Start of Material for the task

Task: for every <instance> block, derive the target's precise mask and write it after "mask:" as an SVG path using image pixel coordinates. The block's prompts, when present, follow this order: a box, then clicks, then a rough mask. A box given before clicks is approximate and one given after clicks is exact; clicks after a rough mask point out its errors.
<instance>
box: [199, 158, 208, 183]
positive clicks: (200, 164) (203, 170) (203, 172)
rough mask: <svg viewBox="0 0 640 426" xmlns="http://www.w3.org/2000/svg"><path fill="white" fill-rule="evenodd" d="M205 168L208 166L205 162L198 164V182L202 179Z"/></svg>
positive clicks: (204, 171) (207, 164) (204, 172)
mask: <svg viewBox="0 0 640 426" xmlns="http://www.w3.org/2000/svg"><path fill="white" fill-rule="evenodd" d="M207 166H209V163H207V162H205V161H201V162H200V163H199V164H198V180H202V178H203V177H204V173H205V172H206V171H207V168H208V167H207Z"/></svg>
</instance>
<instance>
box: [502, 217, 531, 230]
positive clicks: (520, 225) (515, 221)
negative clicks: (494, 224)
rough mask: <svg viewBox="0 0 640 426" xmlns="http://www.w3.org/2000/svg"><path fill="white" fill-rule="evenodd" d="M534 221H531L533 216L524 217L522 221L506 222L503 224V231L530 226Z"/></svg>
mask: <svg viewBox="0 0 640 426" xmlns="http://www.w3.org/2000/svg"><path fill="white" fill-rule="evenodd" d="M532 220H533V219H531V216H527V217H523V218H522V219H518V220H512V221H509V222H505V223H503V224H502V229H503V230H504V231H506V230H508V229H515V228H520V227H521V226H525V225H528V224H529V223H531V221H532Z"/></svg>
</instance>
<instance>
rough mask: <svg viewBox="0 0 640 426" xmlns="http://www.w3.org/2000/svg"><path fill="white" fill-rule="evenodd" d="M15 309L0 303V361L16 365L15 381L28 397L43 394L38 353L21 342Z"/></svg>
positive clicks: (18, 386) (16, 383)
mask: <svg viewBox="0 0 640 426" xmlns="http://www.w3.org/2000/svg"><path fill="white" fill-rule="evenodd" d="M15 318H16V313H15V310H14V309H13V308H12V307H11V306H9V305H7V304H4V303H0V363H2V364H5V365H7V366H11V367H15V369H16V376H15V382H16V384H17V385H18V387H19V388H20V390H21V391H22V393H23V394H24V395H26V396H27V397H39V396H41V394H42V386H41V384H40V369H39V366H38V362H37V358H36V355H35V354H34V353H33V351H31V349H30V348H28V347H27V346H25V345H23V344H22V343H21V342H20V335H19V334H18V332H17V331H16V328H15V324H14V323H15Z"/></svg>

End of Material for the task

Copy all of the entries above word for word, keeping every line and character unchanged.

Expected answer:
Task: for every <instance> block, derive the target's precise mask and write it after "mask:" as an SVG path using image pixel coordinates. The block's prompts, when present, follow this order: a box, then clicks, then a rough mask. A box given before clicks is approximate and one given after clicks is exact; clicks after a rough mask point out its errors.
<instance>
box: [199, 158, 208, 183]
positive clicks: (200, 164) (203, 170) (203, 172)
rough mask: <svg viewBox="0 0 640 426" xmlns="http://www.w3.org/2000/svg"><path fill="white" fill-rule="evenodd" d="M205 168L208 166L205 162L198 164V182L202 179Z"/></svg>
positive clicks: (204, 171) (207, 164) (204, 172)
mask: <svg viewBox="0 0 640 426" xmlns="http://www.w3.org/2000/svg"><path fill="white" fill-rule="evenodd" d="M207 166H209V163H207V162H205V161H201V162H200V163H199V164H198V180H202V178H203V177H204V173H205V172H206V171H207V168H208V167H207Z"/></svg>
</instance>
<instance>
box: [502, 217, 531, 230]
positive clicks: (520, 225) (515, 221)
negative clicks: (494, 224)
rough mask: <svg viewBox="0 0 640 426" xmlns="http://www.w3.org/2000/svg"><path fill="white" fill-rule="evenodd" d="M534 221H531L533 216L524 217L522 221L506 222L503 224V231L530 226Z"/></svg>
mask: <svg viewBox="0 0 640 426" xmlns="http://www.w3.org/2000/svg"><path fill="white" fill-rule="evenodd" d="M532 220H533V219H531V216H527V217H523V218H522V219H518V220H512V221H509V222H505V223H503V224H502V229H503V230H504V231H506V230H508V229H515V228H520V227H521V226H525V225H528V224H529V223H531V221H532Z"/></svg>
</instance>
<instance>
rough mask: <svg viewBox="0 0 640 426" xmlns="http://www.w3.org/2000/svg"><path fill="white" fill-rule="evenodd" d="M15 309L0 303V361L16 365L15 381L28 397L43 394L38 353L21 342Z"/></svg>
positive clicks: (18, 386) (16, 383)
mask: <svg viewBox="0 0 640 426" xmlns="http://www.w3.org/2000/svg"><path fill="white" fill-rule="evenodd" d="M15 318H16V313H15V310H14V309H13V308H12V307H11V306H9V305H7V304H4V303H0V363H2V364H5V365H7V366H11V367H15V369H16V376H15V382H16V384H17V385H18V387H19V388H20V390H21V391H22V393H23V394H24V395H26V396H27V397H39V396H41V394H42V386H41V384H40V369H39V366H38V362H37V358H36V355H35V354H34V353H33V351H31V349H30V348H28V347H27V346H25V345H23V344H22V343H21V342H20V335H19V334H18V332H17V331H16V328H15V324H14V323H15Z"/></svg>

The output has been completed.